Please reproduce the part of the material that runs from its start through the line containing "258,414 -> 280,447", both ends included, with the requests kept and every coordinate in the answers multiplied by 0.65 and rounded to a whole number, halves rounding up. Give only those lines and leave the pictures out.
[start Supplied records]
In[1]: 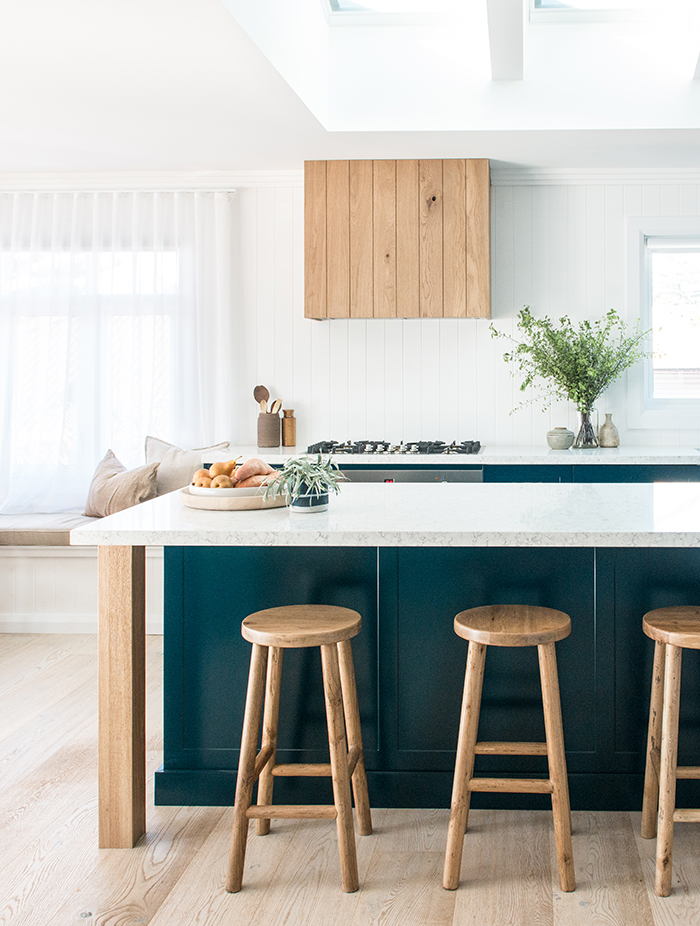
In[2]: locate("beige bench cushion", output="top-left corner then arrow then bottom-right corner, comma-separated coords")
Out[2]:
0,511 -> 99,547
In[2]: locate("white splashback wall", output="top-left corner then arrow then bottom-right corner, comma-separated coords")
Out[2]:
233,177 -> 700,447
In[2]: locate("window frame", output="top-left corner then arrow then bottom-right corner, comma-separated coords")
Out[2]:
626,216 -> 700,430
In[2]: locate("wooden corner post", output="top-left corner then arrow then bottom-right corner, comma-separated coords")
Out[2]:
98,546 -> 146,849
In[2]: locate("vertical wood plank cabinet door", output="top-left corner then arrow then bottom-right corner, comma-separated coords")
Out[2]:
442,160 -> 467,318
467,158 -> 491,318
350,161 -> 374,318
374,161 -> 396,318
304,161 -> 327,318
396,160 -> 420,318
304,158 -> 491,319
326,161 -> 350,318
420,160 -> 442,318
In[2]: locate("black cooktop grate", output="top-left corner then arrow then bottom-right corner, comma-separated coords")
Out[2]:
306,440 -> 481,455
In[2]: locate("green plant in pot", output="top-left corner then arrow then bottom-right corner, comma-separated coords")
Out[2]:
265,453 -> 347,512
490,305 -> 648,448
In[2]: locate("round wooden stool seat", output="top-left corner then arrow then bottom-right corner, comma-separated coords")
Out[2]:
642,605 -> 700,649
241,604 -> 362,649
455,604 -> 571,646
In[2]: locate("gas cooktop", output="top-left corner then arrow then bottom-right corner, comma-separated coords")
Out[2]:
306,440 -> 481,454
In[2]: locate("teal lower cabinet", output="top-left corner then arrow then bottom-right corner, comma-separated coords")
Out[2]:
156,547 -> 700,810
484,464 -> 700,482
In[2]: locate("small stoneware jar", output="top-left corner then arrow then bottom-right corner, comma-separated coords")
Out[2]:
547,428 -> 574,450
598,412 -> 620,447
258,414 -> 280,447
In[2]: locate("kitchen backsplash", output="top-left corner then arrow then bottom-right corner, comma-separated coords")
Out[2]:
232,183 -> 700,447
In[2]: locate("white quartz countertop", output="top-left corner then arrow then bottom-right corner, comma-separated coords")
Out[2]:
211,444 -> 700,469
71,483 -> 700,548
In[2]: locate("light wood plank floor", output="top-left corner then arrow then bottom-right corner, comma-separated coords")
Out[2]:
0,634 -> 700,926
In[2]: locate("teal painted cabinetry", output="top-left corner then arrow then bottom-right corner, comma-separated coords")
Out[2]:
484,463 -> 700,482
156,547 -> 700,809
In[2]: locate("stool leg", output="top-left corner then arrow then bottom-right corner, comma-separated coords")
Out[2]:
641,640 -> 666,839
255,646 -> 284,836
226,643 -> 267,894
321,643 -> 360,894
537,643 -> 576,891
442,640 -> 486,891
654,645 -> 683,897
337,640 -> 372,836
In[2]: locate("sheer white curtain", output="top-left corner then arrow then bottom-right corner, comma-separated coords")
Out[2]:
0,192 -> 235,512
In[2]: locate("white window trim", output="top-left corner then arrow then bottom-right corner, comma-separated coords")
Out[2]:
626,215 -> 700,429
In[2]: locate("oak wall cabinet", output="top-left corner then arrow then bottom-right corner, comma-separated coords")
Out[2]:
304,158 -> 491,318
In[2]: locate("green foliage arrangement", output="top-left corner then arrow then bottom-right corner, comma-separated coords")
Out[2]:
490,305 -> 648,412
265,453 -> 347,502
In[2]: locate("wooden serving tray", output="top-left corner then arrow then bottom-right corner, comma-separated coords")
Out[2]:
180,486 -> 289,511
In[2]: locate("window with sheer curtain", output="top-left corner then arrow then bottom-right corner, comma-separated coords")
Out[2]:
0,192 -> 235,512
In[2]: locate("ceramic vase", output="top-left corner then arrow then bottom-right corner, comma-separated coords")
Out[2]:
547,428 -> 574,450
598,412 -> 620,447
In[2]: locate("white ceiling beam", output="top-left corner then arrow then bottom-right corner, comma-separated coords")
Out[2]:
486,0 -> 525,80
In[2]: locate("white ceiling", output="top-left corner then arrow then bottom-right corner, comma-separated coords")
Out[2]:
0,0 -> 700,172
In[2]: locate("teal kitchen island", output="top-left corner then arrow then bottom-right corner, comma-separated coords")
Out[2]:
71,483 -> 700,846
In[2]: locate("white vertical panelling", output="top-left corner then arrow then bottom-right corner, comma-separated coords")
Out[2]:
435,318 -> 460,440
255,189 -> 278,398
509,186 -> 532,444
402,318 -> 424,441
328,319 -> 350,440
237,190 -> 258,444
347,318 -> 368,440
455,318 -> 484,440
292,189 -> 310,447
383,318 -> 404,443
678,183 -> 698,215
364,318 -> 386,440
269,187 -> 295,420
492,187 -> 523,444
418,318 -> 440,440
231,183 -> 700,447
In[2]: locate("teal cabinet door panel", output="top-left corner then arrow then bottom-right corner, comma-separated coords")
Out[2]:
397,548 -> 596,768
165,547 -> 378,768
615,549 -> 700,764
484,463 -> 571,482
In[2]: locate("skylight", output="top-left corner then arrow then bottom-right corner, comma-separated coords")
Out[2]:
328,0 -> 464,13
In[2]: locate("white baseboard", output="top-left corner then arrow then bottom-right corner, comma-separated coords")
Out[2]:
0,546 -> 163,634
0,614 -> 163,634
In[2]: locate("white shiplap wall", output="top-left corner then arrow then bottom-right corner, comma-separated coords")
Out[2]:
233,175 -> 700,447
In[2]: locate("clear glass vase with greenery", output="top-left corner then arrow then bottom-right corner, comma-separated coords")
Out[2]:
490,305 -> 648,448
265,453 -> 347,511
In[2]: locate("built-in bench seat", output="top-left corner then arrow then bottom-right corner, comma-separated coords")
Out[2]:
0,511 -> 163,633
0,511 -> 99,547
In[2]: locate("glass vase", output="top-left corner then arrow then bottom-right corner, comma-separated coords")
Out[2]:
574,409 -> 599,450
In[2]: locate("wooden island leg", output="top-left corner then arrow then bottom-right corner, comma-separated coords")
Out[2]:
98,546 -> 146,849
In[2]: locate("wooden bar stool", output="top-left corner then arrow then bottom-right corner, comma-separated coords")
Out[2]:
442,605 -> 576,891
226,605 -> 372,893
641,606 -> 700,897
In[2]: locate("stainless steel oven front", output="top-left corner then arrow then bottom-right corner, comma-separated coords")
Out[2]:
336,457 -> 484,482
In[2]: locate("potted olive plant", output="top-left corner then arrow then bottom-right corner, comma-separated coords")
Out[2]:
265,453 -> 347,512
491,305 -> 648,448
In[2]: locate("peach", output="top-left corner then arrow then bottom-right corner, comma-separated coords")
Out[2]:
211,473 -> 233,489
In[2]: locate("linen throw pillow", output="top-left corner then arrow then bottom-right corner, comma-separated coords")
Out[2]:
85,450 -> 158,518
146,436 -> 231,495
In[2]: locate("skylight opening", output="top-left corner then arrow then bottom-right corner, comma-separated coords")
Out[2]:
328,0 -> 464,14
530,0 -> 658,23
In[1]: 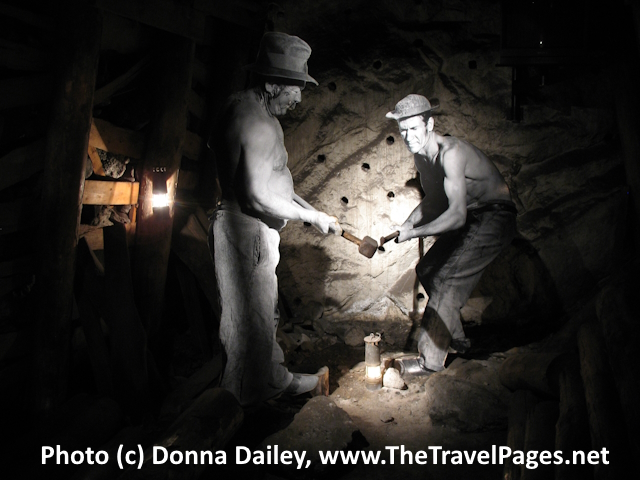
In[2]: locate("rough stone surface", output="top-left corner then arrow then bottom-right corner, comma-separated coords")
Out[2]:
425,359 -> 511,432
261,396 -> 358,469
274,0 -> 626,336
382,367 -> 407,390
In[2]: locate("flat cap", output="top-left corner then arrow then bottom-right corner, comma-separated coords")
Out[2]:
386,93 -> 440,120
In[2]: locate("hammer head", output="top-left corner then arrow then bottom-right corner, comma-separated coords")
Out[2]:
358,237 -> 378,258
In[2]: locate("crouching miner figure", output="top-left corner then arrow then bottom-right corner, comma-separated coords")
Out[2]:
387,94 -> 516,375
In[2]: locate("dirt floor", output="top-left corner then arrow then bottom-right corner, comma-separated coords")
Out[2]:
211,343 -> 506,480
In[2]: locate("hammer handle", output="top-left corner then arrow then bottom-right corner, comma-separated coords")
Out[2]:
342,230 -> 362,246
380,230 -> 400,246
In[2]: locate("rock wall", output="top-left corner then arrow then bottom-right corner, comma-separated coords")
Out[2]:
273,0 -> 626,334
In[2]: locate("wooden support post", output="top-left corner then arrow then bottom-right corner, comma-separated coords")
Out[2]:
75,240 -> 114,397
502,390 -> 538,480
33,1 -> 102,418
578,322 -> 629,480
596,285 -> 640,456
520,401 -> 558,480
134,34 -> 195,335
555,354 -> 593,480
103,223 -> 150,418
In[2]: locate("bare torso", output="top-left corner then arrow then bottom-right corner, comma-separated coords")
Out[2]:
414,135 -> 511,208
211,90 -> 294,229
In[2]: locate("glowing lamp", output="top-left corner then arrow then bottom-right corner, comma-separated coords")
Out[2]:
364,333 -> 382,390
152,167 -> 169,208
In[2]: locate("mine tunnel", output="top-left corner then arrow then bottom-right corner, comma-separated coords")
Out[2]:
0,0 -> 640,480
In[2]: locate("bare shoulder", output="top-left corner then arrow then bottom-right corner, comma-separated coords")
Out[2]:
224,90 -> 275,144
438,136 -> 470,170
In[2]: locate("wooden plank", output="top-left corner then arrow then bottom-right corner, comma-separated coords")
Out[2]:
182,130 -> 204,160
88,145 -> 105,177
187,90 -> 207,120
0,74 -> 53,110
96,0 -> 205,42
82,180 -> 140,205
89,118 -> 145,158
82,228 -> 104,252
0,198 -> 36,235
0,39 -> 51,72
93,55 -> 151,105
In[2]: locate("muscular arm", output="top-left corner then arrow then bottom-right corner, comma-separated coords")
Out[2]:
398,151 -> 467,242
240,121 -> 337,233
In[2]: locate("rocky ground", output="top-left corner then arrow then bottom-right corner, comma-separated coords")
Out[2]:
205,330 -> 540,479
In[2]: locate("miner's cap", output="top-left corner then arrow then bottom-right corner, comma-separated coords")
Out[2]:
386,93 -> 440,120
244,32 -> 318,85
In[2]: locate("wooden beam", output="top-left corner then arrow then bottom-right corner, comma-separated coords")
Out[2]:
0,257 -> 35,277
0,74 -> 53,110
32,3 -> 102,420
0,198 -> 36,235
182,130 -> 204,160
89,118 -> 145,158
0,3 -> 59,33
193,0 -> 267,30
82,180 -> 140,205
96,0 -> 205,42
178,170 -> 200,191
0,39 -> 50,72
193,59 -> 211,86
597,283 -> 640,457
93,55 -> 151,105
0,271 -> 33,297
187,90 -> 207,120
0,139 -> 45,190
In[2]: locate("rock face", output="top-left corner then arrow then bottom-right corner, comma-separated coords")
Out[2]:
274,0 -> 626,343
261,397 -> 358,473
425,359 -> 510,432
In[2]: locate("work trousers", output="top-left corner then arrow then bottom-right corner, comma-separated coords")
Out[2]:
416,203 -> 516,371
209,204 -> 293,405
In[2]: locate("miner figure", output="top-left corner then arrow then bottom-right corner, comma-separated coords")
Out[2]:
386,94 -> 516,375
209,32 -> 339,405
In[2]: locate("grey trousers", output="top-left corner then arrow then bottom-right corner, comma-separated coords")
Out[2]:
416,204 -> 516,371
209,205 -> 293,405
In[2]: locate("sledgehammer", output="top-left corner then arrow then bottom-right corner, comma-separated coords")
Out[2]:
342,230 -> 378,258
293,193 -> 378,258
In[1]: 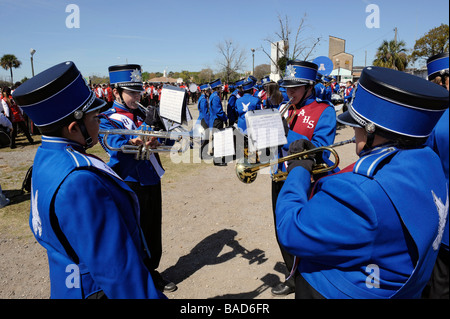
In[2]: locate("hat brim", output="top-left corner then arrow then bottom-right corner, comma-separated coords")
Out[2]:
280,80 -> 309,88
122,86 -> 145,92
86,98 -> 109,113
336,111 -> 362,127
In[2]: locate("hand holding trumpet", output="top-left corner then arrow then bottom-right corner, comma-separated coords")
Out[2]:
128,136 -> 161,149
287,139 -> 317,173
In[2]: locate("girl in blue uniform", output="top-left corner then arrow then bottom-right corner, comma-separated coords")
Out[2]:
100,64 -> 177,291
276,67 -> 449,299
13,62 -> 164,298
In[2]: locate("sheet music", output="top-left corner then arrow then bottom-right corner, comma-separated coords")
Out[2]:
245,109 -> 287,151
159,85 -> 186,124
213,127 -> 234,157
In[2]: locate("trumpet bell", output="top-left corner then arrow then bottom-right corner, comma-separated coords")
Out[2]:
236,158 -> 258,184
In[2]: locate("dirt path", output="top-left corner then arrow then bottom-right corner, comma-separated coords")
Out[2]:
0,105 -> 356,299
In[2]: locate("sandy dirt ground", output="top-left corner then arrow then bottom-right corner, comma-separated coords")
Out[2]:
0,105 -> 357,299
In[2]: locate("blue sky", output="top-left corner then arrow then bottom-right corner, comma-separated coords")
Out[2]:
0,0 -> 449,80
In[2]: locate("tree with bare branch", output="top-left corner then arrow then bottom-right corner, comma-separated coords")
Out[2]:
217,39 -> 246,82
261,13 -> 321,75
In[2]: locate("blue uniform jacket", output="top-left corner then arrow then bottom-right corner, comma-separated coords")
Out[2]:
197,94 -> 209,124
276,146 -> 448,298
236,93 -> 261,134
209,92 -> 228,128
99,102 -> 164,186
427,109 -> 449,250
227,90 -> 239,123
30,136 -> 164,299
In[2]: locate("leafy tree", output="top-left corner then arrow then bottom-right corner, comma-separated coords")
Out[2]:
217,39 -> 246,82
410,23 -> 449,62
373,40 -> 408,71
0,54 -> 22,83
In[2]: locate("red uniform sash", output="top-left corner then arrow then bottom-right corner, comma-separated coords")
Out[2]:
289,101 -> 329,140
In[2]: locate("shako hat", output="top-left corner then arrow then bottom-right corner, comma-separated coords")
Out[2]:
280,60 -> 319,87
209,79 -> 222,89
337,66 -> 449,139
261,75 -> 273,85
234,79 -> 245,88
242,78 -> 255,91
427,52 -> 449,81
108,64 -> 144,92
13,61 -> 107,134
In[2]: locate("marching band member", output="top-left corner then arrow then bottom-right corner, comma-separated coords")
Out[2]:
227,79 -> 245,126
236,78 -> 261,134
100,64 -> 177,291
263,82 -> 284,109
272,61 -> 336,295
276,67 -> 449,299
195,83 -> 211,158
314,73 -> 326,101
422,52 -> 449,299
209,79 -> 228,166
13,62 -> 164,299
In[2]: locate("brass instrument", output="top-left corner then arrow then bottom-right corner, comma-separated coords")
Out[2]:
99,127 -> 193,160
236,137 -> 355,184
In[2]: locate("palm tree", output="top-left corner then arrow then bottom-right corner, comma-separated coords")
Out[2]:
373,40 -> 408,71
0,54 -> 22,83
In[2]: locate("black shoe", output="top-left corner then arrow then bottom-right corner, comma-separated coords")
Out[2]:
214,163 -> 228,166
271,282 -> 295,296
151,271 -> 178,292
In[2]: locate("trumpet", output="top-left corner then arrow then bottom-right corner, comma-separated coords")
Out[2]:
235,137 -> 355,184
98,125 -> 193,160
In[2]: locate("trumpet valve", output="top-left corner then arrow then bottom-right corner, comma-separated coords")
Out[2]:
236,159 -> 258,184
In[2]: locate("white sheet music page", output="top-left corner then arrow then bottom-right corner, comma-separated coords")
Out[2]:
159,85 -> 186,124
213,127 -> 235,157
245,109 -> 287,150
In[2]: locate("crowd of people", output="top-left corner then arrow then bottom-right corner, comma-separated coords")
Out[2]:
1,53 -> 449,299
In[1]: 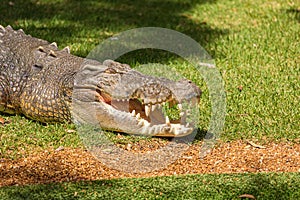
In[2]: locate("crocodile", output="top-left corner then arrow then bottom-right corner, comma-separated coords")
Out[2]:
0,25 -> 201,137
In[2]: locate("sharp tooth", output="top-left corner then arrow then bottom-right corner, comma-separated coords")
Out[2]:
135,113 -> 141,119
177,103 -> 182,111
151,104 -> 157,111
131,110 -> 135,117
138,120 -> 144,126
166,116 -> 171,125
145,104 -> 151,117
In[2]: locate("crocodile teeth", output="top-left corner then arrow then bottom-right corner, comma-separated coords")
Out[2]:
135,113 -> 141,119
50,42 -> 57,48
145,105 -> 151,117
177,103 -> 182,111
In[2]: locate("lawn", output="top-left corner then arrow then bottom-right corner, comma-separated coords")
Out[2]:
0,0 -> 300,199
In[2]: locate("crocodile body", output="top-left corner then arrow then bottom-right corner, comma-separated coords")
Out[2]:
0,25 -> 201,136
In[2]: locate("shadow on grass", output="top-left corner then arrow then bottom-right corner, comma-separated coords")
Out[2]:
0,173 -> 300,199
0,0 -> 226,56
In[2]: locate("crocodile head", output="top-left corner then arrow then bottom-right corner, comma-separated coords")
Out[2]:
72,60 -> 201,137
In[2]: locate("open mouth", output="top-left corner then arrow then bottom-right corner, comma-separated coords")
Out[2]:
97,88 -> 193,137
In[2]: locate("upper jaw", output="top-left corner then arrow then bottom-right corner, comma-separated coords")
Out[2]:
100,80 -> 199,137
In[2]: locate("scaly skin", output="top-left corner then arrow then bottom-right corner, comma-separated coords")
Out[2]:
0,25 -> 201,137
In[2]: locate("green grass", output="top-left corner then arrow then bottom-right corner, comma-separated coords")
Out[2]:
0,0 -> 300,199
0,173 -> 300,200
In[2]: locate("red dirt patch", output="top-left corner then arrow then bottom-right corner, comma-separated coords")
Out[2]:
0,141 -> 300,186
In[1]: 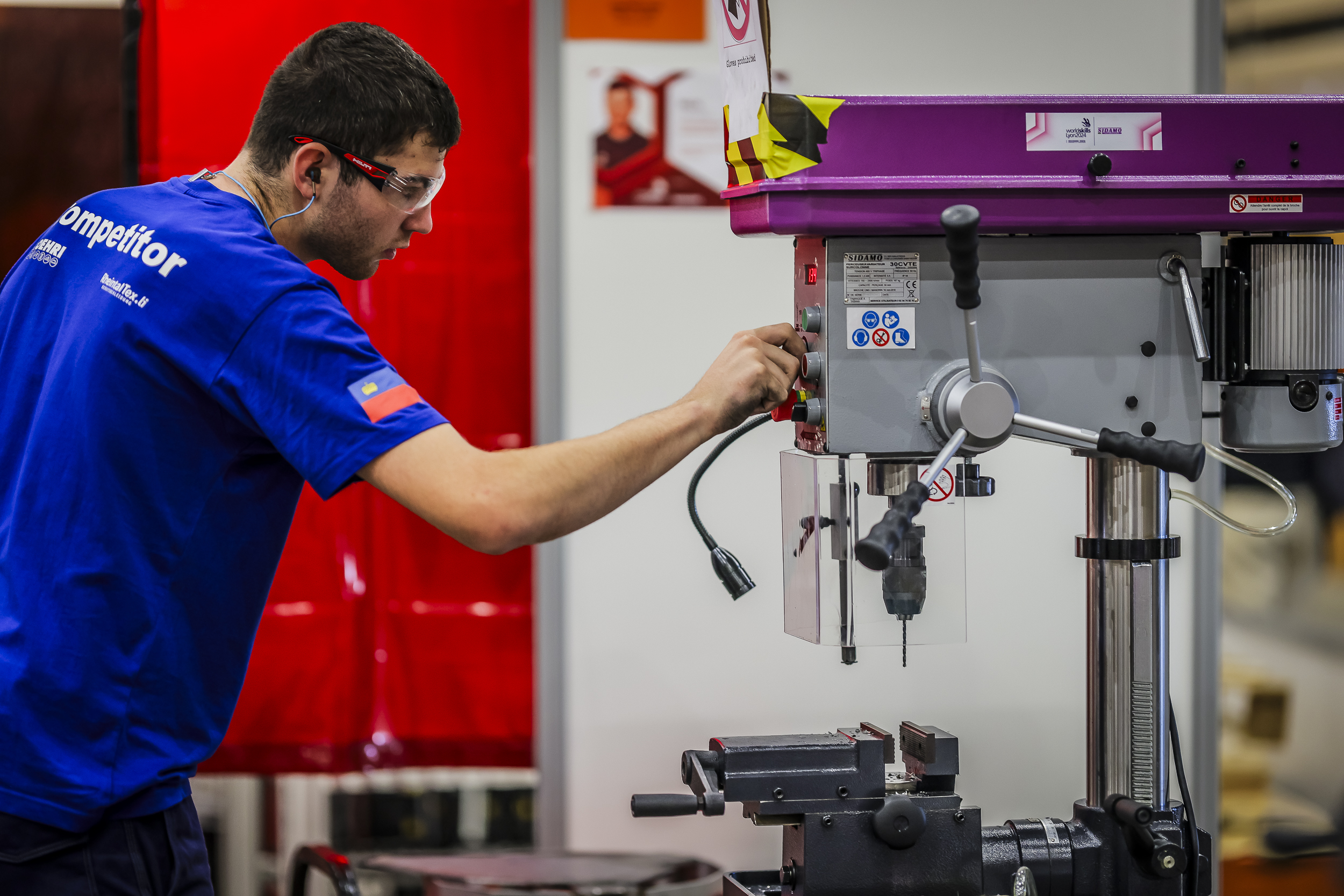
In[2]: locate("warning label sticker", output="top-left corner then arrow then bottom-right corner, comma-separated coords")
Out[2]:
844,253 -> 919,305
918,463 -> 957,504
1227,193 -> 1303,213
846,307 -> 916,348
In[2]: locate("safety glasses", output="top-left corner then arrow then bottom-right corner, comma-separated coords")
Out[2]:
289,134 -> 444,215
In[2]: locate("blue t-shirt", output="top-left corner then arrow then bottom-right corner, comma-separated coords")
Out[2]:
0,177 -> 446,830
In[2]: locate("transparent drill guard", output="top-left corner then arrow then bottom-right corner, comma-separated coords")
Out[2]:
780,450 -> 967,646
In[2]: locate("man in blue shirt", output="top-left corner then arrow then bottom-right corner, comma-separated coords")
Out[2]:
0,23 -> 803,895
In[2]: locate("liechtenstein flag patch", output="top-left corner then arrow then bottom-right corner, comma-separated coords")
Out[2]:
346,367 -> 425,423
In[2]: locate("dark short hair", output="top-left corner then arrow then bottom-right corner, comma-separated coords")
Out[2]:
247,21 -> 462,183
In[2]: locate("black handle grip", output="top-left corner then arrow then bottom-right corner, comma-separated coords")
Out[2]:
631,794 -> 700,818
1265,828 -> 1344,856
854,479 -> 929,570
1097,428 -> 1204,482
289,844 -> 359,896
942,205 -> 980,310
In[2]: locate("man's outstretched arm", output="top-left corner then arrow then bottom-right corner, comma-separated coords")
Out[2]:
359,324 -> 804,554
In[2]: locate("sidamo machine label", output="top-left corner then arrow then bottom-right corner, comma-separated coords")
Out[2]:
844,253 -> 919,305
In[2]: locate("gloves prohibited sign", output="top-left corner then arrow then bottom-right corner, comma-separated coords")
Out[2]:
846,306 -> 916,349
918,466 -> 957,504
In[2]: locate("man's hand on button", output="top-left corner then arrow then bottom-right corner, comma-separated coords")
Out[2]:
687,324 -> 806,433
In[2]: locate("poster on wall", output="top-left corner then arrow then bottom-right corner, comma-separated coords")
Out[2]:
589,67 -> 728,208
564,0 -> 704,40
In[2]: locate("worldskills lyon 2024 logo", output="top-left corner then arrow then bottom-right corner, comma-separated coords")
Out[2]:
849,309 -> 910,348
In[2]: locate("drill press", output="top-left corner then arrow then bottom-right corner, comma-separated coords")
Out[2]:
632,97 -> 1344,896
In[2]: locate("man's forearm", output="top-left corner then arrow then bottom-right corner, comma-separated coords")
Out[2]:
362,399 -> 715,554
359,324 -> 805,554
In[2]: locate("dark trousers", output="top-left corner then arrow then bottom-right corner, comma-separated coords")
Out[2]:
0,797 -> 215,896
[end Supplied records]
● Solution for this exercise
In[1]: 
In[2]: locate("beige bench cushion", output="top-left corner then arrow then bottom-right corner, comma-separated coords")
Out[2]:
0,332 -> 64,356
In[2]: locate("white splashback wall", output="top-left corner then arrow then bottom-right corner, comma-separated coords")
Out[2]:
151,115 -> 455,291
In[2]: locate("window frame", output="top-left corner then arrow then bottom-right corner, comma-separated coords")
Out[2]:
407,140 -> 455,280
In[2]: locate("wooden corner post", output="top-left corner then arrow then bottom-right corner, comma-separated coords")
Out[2]:
64,355 -> 95,552
In[2]: locate("vertical wood plank cabinet door", output="top-left corner then arrow then bottom-right corner, comma-separated coords")
Out[2]:
287,104 -> 304,207
304,103 -> 319,207
228,105 -> 243,207
243,105 -> 257,207
198,105 -> 213,207
257,104 -> 273,207
198,103 -> 319,207
212,105 -> 228,207
273,104 -> 287,207
In[2]: locate("black cooktop grate", output="top-left corner then arrow then bottom-right corner, comma-separated coords")
Out[2]:
199,286 -> 313,296
In[2]: locate("green plant in pot", output="top-left corner then arrow then bottom-right corner, comma-separated coords")
Out[2]:
172,294 -> 226,333
319,198 -> 421,291
In[2]: locate("round wooden stool seat", output="top-left corner then arrow then bottom-right corner, comma-separated coords")
Out[2]:
417,393 -> 455,422
157,393 -> 235,422
296,393 -> 371,420
In[2]: locate("gas cooktop", output="top-left corner then arrow then bottom-right corner, comma-separated coords")
Out[2]:
199,286 -> 313,295
In[2]: locate("teal lower cabinet", output="top-left corner then arrow then bottom-right corner, comma-separated coords")
Out[2]:
101,356 -> 455,527
315,302 -> 455,313
In[2]: locate("small stoneware jar", output="top-left corner then arrow then bottom-right corner, comma-separated coords")
Out[2]:
356,278 -> 373,293
389,268 -> 403,291
168,269 -> 182,291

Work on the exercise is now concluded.